What you are asked to do: Word for word, repeat the data; no picture should appear in the result.

Information:
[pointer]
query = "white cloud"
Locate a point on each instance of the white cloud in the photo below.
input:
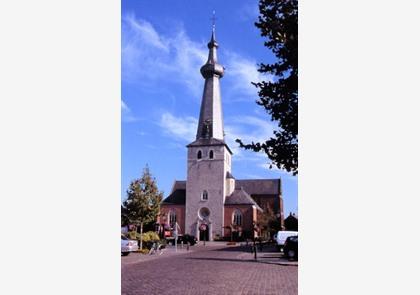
(148, 55)
(183, 129)
(241, 71)
(126, 113)
(249, 11)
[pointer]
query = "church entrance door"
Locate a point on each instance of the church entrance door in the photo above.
(204, 232)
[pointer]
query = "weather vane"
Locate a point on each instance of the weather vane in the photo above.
(213, 19)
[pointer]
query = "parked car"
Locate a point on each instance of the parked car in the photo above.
(128, 245)
(184, 239)
(291, 247)
(281, 237)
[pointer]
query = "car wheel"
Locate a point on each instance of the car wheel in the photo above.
(291, 254)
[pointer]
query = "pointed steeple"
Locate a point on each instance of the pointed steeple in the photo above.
(210, 124)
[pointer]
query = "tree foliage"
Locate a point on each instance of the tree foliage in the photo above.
(278, 22)
(143, 201)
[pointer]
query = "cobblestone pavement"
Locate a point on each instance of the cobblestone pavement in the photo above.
(207, 269)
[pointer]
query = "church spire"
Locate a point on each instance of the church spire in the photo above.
(210, 124)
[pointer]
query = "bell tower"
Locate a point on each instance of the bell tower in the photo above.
(209, 157)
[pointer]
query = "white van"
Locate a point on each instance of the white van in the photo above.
(282, 235)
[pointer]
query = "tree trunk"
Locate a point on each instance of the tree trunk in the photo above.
(141, 235)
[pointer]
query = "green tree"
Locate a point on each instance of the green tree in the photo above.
(278, 22)
(143, 202)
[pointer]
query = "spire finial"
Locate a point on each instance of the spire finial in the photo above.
(213, 20)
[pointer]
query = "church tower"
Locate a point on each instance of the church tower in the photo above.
(209, 158)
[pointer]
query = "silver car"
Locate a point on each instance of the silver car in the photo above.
(128, 245)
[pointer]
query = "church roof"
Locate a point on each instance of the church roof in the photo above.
(244, 188)
(209, 142)
(260, 186)
(240, 197)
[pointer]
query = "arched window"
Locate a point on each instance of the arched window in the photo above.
(172, 218)
(204, 196)
(237, 218)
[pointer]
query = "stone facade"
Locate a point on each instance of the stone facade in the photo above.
(211, 203)
(209, 175)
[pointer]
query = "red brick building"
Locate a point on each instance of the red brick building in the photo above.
(212, 204)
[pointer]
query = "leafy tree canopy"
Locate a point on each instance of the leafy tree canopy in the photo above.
(278, 22)
(143, 200)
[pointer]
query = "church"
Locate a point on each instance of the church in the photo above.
(211, 204)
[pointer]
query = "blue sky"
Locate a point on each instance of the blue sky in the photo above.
(163, 48)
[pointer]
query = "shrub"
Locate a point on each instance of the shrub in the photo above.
(150, 236)
(132, 235)
(143, 251)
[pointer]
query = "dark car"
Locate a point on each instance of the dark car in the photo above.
(184, 239)
(290, 249)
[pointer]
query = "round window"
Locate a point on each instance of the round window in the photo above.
(204, 212)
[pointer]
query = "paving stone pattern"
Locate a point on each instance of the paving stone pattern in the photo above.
(207, 270)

Answer area:
[pointer]
query = "white cloud"
Locate a point on each instance of the white cloud in the photo below.
input:
(148, 55)
(183, 129)
(241, 71)
(126, 113)
(249, 11)
[pointer]
query = "church entrance door"
Locate a point on each instance of the church entrance door in the photo above.
(204, 232)
[pointer]
query = "weather vane"
Locate a point on each instance of the weather vane in the photo above.
(213, 19)
[pointer]
query = "parked car"
Locate a point on each instance of the parked car in the photo above.
(128, 245)
(184, 239)
(291, 247)
(281, 237)
[pointer]
query = "car wheel"
Locate a point on each instance of the car wheel in the photo above.
(291, 254)
[pointer]
query = "pointed steeple"
Locate a point on each instance of the pointed steeple in the photo above.
(210, 124)
[pointer]
query = "tree foliage"
Locate a point on each instance of the tree foliage in the photo above.
(278, 22)
(143, 201)
[pointer]
query = "cobblestone pavement"
Locate a point on each instance of the cobblestone pavement in the photo above.
(207, 269)
[pointer]
query = "church spire"
Locate a point on each instance of the church spire in the photo above.
(210, 124)
[pointer]
query = "bell tower"
Locate a point on each instance of the bell tower in the photo above.
(209, 157)
[pointer]
query = "white van"
Locate a point on each instance of the white van in the photo above.
(282, 235)
[pointer]
query = "tree trunk"
Locate a point on each instance of the tree trunk in the photo above.
(141, 235)
[pointer]
query = "green tree"
Locate a point on each instance of the green tree in the photo above.
(278, 22)
(143, 202)
[pointer]
query = "spire finial"
Locate a point on each instance of the spire finial in the photo above.
(213, 20)
[pointer]
query = "church tower"
Locate a point on each instance of the church tower in the photo above.
(209, 158)
[pointer]
query = "silver car"
Locate a point on each instance of the silver car in the photo above.
(128, 245)
[pointer]
query = "church roof"
Locate a point on each instance of the church roof in the photo above.
(244, 188)
(209, 142)
(260, 186)
(240, 197)
[pointer]
query = "arched window"
Locate a point on each instance of the arched window in the photo above.
(172, 218)
(204, 196)
(237, 218)
[pointer]
query = "stone facade"
Locate a point on each instance of the stone facade in the photo above.
(211, 203)
(209, 175)
[pointer]
query = "red brick building"
Locate a point on each instance of the red brick building in the photo above.
(212, 204)
[pointer]
query = "leafy tree canopy"
Locate a point on each instance of the leafy tree canopy in the photo above.
(278, 22)
(143, 200)
[pointer]
query = "church"
Locate a point on each instance of the church in the photo above.
(211, 204)
[pointer]
query = "blue sky"
Locate a point on each instance of the blue sky in the photo above.
(163, 48)
[pointer]
query = "shrub"
Locate a point on each instance of the shrub in the photo above.
(150, 236)
(132, 235)
(143, 251)
[pointer]
query = "dark car"
Locate a point on each instance of the dark car in the photo above.
(184, 239)
(290, 249)
[pointer]
query = "round window"
Locate a point on each instance of the round window in the photo above.
(204, 212)
[pointer]
query = "paving stone pattern"
Locate a point on each instance of the paving stone pattern in the photo above.
(207, 270)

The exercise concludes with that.